### Activity
Summarize the news report on the crash in two sentences.

** Document text follows **

Saturday, April 10, 2010

Polish leader, 95 others dead in Russia jet crash

MOSCOW – Polish President Lech Kaczynski and some of the country's highest military and civilian leaders died on Saturday when the presidential plane crashed as it came in for a landing in thick fog in western Russia, killing 96, officials said.

Russian and Polish officials said there were no survivors on the Soviet-era Tupolev, which was taking the president, his wife and staff to events marking the 70th anniversary of the massacre of thousands of Polish officers by Soviet secret police.
On board were the army chief of staff, national bank president, deputy foreign minister, army chaplain, head of the National Security Office, deputy parliament speaker, civil rights commissioner and at least two presidential aides and three lawmakers, the Polish foreign ministry said.
Russia's Emergency Ministry said there were 96 dead, 88 part of a Polish state delegation. Poland's Foreign Ministry spokesman, Piotr Paszkowski, said there were 89 people on the passenger list but one person had not shown up for the roughly 1 1/2-hour flight from Warsaw's main airport.

** End of Document text **
** Given entries follows **

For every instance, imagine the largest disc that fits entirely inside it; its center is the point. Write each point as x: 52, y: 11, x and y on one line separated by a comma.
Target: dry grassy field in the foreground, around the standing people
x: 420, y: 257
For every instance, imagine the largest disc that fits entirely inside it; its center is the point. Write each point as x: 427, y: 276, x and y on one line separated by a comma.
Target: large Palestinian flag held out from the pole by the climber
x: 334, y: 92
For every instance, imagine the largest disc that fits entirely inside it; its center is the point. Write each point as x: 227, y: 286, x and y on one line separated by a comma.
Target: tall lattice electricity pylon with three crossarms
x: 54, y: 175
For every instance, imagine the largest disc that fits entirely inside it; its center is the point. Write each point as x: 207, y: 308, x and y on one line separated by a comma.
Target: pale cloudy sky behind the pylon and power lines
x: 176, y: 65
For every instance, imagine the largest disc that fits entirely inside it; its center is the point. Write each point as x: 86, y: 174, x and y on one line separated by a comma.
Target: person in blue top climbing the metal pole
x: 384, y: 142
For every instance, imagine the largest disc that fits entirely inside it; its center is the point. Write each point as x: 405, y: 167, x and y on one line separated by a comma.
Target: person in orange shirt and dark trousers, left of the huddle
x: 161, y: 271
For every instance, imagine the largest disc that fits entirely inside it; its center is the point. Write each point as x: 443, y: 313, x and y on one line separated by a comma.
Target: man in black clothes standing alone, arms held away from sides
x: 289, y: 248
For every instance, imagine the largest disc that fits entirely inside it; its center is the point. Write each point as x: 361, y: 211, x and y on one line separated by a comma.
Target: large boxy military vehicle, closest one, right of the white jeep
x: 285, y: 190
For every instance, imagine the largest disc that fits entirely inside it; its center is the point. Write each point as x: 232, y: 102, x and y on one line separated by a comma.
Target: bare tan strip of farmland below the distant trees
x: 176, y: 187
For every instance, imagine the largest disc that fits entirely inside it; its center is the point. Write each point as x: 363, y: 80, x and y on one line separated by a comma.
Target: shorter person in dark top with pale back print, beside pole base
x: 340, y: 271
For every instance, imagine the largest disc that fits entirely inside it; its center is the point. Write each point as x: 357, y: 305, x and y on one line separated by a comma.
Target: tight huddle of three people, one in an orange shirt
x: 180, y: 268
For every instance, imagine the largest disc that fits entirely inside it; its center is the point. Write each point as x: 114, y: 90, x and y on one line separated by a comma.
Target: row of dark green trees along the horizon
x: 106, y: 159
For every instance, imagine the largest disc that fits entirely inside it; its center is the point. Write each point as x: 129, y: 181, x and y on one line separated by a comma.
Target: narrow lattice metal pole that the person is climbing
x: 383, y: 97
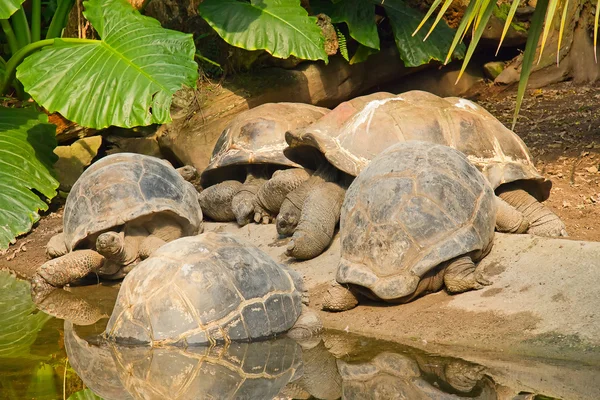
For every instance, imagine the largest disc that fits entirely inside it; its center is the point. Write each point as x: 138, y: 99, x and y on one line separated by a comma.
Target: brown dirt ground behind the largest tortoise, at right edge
x: 561, y: 126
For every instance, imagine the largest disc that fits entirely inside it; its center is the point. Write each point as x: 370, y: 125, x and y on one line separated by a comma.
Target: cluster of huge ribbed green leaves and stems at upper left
x: 126, y: 79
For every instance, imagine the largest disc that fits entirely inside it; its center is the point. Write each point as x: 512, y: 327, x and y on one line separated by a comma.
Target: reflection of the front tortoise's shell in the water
x: 238, y: 371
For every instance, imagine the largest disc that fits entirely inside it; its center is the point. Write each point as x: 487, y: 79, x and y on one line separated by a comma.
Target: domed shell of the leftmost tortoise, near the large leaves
x: 125, y: 186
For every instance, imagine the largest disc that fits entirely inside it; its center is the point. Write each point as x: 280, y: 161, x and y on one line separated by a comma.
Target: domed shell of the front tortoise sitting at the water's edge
x: 205, y: 289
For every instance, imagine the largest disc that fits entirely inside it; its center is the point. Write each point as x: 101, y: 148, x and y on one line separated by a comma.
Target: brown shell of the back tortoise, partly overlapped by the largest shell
x: 257, y: 136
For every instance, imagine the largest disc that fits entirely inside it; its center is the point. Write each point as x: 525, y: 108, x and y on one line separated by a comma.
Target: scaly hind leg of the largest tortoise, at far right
x: 542, y: 221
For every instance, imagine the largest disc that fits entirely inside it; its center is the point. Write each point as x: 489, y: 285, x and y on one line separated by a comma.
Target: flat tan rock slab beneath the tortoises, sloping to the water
x: 544, y: 299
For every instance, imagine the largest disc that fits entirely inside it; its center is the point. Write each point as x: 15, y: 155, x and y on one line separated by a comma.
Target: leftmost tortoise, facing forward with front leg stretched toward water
x: 119, y: 211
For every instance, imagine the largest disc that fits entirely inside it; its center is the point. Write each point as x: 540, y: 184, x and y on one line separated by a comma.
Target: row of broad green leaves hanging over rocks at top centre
x: 283, y: 28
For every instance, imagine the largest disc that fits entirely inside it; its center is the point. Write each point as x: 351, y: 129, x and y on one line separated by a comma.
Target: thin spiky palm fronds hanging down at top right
x: 477, y: 16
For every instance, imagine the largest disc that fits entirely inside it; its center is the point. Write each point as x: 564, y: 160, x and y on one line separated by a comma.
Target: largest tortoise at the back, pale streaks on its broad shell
x: 357, y: 130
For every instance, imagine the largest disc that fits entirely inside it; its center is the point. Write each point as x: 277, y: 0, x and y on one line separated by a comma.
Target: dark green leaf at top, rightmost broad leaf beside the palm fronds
x: 413, y: 50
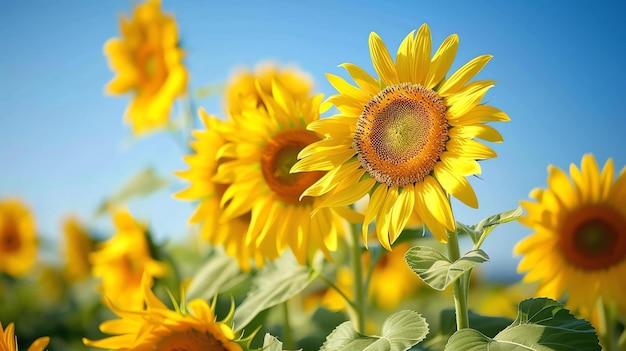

** End of Given entries **

### Task response
Polish President Lech Kaczynski and some of Poland's highest military and civilian leaders died on Saturday when the presidential plane crashed while landing in thick fog in western Russia, and officials reported 96 dead and no survivors. The Soviet-era Tupolev was carrying the president, his wife and staff to events marking the 70th anniversary of the massacre of thousands of Polish officers by Soviet secret police.